[Stored data entries]
___
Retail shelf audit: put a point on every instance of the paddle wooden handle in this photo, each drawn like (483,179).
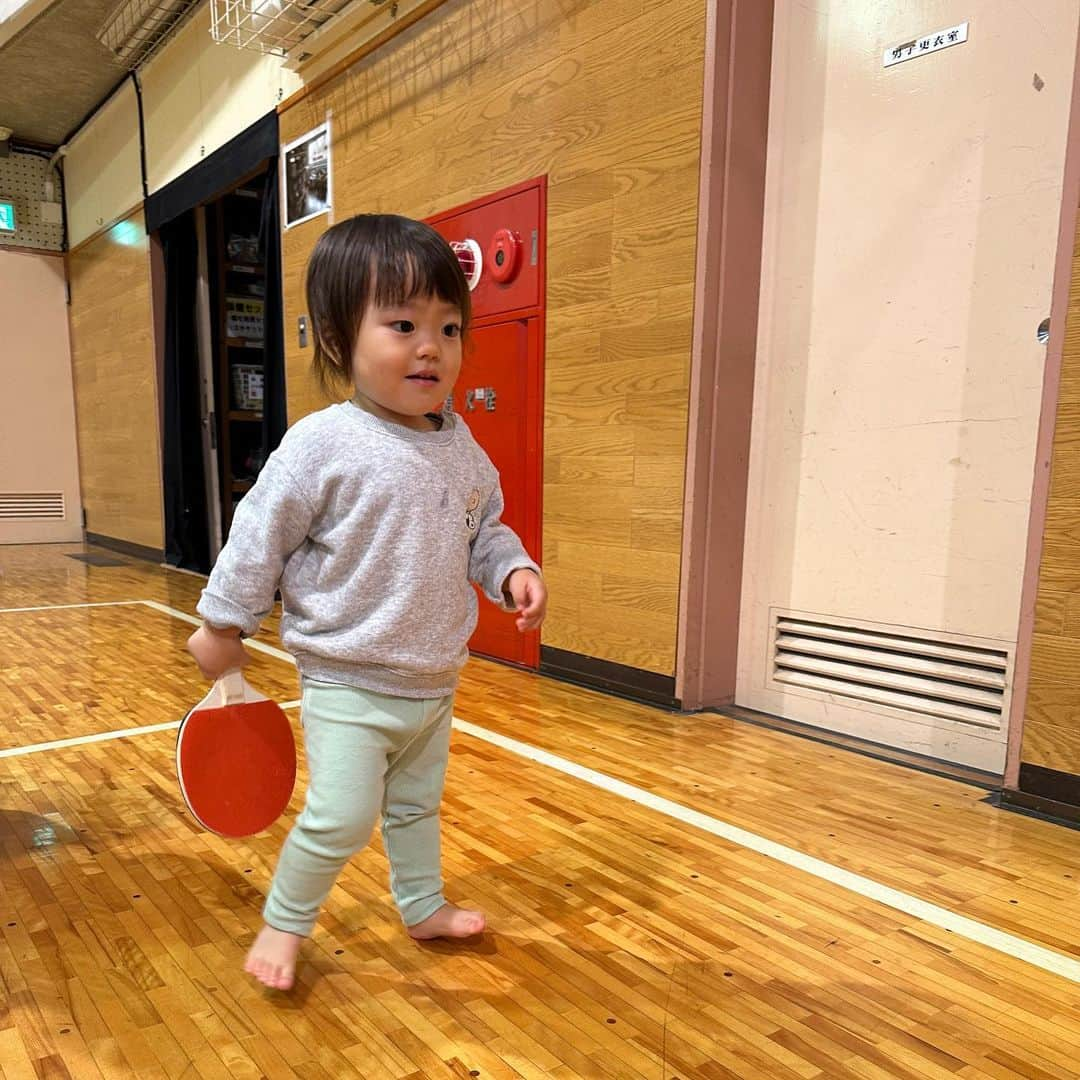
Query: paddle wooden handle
(231,687)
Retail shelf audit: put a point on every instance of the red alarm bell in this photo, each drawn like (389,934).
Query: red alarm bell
(504,256)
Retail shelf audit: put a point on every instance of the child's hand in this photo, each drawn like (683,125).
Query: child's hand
(529,595)
(217,651)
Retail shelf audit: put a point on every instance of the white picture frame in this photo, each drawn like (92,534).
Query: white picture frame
(307,176)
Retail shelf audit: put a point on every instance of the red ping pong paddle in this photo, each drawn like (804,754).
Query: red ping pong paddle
(235,759)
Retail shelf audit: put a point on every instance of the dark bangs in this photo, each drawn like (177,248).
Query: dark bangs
(380,258)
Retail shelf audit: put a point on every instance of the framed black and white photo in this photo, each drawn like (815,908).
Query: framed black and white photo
(306,176)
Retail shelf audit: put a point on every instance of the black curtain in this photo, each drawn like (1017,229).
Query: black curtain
(273,343)
(187,532)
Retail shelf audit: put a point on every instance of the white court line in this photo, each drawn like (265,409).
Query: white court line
(66,607)
(1038,956)
(104,737)
(1047,959)
(100,737)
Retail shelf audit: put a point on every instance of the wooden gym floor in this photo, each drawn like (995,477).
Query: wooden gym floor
(669,896)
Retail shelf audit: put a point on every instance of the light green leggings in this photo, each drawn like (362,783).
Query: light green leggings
(367,753)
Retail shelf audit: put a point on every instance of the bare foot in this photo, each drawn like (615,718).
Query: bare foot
(272,958)
(449,921)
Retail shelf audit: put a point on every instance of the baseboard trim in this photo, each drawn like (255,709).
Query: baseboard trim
(618,679)
(864,747)
(126,548)
(1036,806)
(1051,784)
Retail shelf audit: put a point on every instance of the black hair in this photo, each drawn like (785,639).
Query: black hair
(374,258)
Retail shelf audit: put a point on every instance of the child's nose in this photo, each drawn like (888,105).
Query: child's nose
(429,347)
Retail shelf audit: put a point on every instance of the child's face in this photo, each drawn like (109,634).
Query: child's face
(406,359)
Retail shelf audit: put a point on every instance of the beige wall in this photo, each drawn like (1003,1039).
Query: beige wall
(37,410)
(604,96)
(198,95)
(103,177)
(910,230)
(116,385)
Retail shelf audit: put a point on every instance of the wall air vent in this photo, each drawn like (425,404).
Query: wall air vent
(31,505)
(896,667)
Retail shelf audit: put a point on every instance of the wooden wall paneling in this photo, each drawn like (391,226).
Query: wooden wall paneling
(116,385)
(604,96)
(1052,713)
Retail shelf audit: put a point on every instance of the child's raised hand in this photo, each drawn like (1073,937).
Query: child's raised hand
(217,651)
(529,595)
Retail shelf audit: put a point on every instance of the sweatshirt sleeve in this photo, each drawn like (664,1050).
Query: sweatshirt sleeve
(270,523)
(497,552)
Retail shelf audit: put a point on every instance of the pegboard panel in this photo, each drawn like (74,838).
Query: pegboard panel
(23,183)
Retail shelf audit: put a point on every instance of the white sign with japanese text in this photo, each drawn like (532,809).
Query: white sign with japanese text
(928,43)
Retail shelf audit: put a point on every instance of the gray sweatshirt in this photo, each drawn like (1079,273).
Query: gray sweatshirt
(372,531)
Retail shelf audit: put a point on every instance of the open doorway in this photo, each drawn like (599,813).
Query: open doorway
(221,355)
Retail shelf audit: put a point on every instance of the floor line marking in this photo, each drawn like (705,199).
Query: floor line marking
(972,930)
(67,607)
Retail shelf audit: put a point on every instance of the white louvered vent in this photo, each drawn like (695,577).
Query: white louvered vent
(932,676)
(31,505)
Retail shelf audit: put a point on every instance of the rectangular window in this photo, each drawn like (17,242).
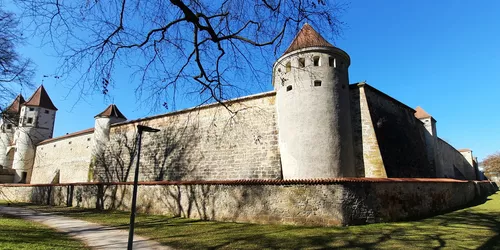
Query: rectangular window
(24,176)
(316,61)
(331,62)
(302,62)
(288,67)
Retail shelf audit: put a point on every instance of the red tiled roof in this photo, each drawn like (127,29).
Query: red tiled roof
(420,113)
(15,107)
(307,37)
(111,111)
(41,99)
(81,132)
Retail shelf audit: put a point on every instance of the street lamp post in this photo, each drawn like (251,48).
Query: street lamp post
(140,129)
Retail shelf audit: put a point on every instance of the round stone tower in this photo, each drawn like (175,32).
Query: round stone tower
(36,123)
(8,126)
(312,100)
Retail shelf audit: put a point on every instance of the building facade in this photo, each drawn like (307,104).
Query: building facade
(313,125)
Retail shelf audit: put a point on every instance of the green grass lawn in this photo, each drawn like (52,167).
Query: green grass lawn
(16,233)
(476,227)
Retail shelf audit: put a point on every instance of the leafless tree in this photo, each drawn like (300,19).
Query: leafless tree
(214,49)
(15,71)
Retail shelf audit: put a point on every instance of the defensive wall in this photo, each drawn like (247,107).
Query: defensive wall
(305,202)
(212,142)
(63,159)
(239,140)
(454,163)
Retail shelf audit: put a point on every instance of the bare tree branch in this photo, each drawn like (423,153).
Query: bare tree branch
(186,46)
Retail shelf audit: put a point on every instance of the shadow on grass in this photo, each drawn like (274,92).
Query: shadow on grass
(476,227)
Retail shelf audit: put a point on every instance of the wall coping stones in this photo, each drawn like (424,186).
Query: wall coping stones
(258,182)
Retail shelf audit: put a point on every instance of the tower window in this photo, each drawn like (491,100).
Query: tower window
(302,62)
(316,61)
(331,62)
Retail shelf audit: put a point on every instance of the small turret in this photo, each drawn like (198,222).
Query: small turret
(312,101)
(36,123)
(8,126)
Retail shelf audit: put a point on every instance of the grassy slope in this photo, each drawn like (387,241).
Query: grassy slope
(472,228)
(17,233)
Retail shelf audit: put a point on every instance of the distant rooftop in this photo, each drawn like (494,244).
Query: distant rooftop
(111,111)
(421,113)
(307,37)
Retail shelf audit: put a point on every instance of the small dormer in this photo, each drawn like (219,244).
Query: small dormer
(428,121)
(113,113)
(38,111)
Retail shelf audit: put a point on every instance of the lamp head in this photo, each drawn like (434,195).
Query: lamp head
(142,128)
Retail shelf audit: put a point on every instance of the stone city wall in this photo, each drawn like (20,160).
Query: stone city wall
(400,136)
(454,163)
(210,142)
(63,160)
(302,202)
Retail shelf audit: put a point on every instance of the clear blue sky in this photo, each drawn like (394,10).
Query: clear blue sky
(441,55)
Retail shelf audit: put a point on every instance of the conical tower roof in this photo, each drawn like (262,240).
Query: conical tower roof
(421,113)
(15,106)
(307,37)
(111,111)
(40,99)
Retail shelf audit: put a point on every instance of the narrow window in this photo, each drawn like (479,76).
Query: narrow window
(302,62)
(317,61)
(331,62)
(288,67)
(24,176)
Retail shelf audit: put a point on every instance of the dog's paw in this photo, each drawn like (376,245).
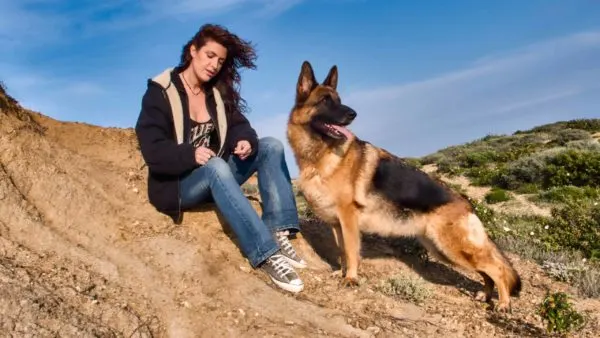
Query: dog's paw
(349,282)
(480,296)
(503,308)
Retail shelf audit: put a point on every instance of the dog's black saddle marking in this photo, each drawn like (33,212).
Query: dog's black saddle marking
(408,187)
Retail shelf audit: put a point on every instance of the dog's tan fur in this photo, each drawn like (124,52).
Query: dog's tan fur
(336,180)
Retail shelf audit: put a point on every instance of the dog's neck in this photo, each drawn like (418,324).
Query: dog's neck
(310,149)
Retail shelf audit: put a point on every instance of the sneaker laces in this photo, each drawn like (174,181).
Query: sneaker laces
(280,265)
(284,243)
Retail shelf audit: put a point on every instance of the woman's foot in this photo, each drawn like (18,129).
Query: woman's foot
(288,251)
(282,273)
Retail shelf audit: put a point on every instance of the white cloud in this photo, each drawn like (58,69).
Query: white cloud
(539,83)
(523,87)
(34,23)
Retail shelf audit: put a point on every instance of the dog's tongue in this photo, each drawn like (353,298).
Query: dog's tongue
(342,130)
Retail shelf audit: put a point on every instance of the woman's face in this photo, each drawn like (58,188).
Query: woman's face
(208,60)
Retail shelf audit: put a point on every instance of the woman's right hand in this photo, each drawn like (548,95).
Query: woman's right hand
(203,154)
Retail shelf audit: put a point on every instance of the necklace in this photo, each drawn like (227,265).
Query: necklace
(190,87)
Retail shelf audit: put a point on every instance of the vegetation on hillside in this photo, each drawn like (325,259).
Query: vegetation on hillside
(556,166)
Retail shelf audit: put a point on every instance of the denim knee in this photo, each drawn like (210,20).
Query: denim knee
(271,144)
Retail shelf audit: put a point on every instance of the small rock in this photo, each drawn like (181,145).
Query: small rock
(374,330)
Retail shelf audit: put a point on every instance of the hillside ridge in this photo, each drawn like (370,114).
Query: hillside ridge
(85,254)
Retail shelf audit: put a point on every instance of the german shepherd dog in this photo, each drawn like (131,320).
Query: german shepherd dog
(355,187)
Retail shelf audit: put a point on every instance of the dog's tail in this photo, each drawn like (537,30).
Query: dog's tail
(513,280)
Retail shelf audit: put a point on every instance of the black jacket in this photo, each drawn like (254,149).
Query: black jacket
(168,161)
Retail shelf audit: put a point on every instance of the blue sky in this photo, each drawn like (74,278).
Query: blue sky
(422,75)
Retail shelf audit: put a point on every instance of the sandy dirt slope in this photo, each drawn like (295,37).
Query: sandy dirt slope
(83,254)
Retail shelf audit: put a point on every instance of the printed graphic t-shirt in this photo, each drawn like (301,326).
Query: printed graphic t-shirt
(200,133)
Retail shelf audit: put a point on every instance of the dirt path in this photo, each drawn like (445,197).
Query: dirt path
(83,254)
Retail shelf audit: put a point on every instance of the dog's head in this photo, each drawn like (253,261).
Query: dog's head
(319,105)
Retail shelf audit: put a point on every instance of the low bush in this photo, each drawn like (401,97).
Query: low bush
(497,195)
(575,226)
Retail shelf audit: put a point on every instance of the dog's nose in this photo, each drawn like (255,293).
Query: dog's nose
(351,114)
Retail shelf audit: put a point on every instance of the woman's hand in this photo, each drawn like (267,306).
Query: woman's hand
(243,149)
(203,154)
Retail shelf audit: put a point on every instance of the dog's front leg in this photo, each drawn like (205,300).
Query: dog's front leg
(351,242)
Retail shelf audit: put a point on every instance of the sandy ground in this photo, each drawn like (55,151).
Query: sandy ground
(83,254)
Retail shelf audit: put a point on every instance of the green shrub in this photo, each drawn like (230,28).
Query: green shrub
(558,313)
(591,125)
(572,167)
(528,188)
(575,226)
(569,193)
(584,145)
(497,195)
(566,135)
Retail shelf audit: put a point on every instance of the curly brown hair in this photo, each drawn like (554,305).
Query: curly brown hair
(240,54)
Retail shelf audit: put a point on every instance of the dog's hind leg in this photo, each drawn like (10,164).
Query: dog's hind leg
(339,241)
(488,289)
(351,239)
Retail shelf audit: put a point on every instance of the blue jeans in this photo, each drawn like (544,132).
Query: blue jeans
(223,181)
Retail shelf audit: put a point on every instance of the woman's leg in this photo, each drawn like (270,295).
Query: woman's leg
(256,241)
(280,212)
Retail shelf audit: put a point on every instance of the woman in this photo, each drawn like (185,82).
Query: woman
(199,146)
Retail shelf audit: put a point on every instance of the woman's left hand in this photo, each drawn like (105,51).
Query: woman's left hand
(243,149)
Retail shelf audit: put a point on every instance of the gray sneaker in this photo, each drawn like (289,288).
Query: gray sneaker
(288,251)
(281,273)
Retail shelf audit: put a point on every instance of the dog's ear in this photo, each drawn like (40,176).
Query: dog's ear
(331,79)
(306,82)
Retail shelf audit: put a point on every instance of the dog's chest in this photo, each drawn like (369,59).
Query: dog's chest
(320,197)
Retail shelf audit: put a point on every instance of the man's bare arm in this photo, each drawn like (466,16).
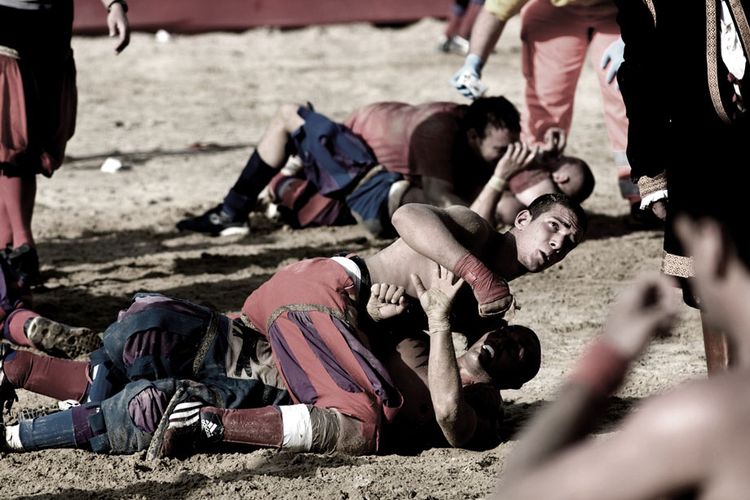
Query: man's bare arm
(442,235)
(657,453)
(517,157)
(439,192)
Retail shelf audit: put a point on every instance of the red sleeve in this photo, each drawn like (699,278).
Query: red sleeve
(432,144)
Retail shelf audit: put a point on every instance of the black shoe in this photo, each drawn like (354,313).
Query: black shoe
(25,261)
(215,222)
(7,391)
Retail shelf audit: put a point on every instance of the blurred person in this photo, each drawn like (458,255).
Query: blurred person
(684,157)
(556,37)
(461,17)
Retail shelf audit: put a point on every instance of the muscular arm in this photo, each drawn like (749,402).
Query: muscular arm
(117,23)
(658,452)
(441,235)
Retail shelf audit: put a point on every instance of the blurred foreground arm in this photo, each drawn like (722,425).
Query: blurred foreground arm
(117,22)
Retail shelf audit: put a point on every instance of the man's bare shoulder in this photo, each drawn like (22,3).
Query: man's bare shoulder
(703,413)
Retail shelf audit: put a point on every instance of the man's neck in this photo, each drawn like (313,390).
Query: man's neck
(505,261)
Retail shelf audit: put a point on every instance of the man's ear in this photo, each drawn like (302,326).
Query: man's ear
(523,218)
(705,241)
(472,136)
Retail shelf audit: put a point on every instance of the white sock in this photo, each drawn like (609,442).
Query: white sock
(297,428)
(13,437)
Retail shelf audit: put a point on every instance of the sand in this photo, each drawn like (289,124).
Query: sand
(183,117)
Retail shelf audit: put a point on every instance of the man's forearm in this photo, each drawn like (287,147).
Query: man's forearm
(425,230)
(573,414)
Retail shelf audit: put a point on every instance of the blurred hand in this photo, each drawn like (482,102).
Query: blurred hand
(645,309)
(438,300)
(386,301)
(117,22)
(467,79)
(555,140)
(613,58)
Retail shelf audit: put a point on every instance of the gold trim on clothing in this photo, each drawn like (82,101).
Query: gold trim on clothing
(740,20)
(677,265)
(712,61)
(648,185)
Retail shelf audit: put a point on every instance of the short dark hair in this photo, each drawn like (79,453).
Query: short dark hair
(545,202)
(531,358)
(587,183)
(497,111)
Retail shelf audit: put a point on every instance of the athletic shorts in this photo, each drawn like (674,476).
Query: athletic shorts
(307,312)
(334,158)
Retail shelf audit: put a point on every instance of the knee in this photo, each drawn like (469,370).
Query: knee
(286,118)
(147,408)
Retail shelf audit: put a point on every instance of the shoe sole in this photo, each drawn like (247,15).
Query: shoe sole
(53,337)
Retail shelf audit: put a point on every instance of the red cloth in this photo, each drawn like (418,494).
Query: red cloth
(306,313)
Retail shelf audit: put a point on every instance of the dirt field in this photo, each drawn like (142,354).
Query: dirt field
(183,116)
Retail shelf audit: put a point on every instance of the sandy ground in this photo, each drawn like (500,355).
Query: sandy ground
(103,237)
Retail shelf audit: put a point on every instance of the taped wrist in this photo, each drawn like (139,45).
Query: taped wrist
(491,291)
(325,429)
(601,368)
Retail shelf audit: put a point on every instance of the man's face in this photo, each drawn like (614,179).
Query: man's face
(493,145)
(545,240)
(568,179)
(494,359)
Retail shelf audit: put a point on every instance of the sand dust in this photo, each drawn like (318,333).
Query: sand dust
(183,117)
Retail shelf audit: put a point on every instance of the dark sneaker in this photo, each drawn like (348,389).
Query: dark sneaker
(215,222)
(60,339)
(7,391)
(25,261)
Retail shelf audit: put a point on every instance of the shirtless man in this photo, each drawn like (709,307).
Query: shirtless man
(384,155)
(691,442)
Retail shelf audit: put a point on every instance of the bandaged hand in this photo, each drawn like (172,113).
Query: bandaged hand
(517,157)
(467,79)
(386,301)
(437,301)
(491,291)
(612,58)
(555,140)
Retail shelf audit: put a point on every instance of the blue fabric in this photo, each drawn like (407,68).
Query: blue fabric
(333,157)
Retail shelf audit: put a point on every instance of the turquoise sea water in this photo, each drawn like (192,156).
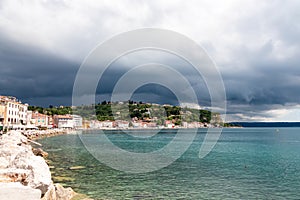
___
What you return must be an exact retyping of the lines above starting at the line with "Query: blue jeans" and ending at the line with "drawn like (466,16).", and nothing besides.

Query: blue jeans
(223,181)
Retail shelf audit: put a point on every instance of the woman's leg in this photo, each drawn like (270,295).
Query: woman's leg
(256,241)
(280,212)
Retail shelf audit: put a point on every instance of the woman in this photo, each drawn like (185,82).
Query: woman
(199,146)
Retail shelf audit: put a point on every instance of the woman's left hand in this photo, each drawn like (105,51).
Query: woman's left hand
(243,149)
Retail shelf audit: put a point on every instance of the gray sneaker in this photo, each drawn like (289,288).
Query: gray sneaker
(288,251)
(281,273)
Retail shelf audit: put a point on every instance of the dog's ear in this photo, each drawn like (40,176).
Query: dog's ear
(331,79)
(306,82)
Retail shelf audit: put a point on every instance of the dog's chest in this photo, each drawn like (369,59).
Query: dog's chest
(320,197)
Retail shelf audit: put a point on every instance of the man's bare arm in this photo, each drawn like (466,16).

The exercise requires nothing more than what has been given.